_RECORDS FOR THE EXERCISE_:
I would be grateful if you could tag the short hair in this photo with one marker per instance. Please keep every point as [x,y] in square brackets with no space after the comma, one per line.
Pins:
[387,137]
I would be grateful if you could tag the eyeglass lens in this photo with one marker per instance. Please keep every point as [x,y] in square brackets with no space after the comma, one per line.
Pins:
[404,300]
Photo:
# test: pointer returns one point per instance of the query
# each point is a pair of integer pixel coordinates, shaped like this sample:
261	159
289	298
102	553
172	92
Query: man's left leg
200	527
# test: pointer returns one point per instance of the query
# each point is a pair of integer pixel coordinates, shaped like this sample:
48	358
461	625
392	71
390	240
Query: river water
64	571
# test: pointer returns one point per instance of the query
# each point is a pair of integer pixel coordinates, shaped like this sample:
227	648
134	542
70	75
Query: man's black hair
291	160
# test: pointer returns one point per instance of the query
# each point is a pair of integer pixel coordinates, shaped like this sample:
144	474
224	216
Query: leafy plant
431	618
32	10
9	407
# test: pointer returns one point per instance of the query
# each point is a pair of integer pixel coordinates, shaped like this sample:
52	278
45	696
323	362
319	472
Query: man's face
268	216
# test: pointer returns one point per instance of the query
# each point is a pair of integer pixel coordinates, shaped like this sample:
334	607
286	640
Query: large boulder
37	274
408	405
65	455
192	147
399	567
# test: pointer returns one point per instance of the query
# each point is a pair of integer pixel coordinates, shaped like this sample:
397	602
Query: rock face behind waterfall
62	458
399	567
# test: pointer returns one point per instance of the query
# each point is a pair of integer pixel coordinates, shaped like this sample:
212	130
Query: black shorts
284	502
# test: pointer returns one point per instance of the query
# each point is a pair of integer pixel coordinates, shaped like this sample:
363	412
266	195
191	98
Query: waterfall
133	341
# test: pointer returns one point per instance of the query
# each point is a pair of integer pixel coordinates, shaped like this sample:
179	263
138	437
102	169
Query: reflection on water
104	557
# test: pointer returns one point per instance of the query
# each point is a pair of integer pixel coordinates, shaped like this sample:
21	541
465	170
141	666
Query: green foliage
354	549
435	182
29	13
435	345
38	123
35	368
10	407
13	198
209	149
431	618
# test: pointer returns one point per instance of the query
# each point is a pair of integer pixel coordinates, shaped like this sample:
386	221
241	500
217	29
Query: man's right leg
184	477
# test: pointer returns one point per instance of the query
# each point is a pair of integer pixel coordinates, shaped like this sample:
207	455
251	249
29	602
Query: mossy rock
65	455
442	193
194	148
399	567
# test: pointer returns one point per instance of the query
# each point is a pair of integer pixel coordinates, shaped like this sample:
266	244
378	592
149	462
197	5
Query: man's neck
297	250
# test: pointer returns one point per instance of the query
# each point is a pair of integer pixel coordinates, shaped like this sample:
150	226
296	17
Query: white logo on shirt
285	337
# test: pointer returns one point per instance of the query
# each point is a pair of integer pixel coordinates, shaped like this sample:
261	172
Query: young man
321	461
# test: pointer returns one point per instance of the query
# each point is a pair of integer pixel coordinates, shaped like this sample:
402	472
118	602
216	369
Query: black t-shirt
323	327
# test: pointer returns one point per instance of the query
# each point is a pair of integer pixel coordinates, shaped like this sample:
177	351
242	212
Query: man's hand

_ACTIVITY_:
Among the lines above, which hold the word "marker"? Report each one.

_ANSWER SECTION_:
I would be grateful if you could tag the short hair in this photo with one marker per instance. Please keep every point as [x,y] in square brackets with no space after the comma, one per line.
I would be grateful if you could tag the eyeglass lens in this photo with one marker per instance. Please keep every point as [x,y] in square brackets with no space after the comma, one per line.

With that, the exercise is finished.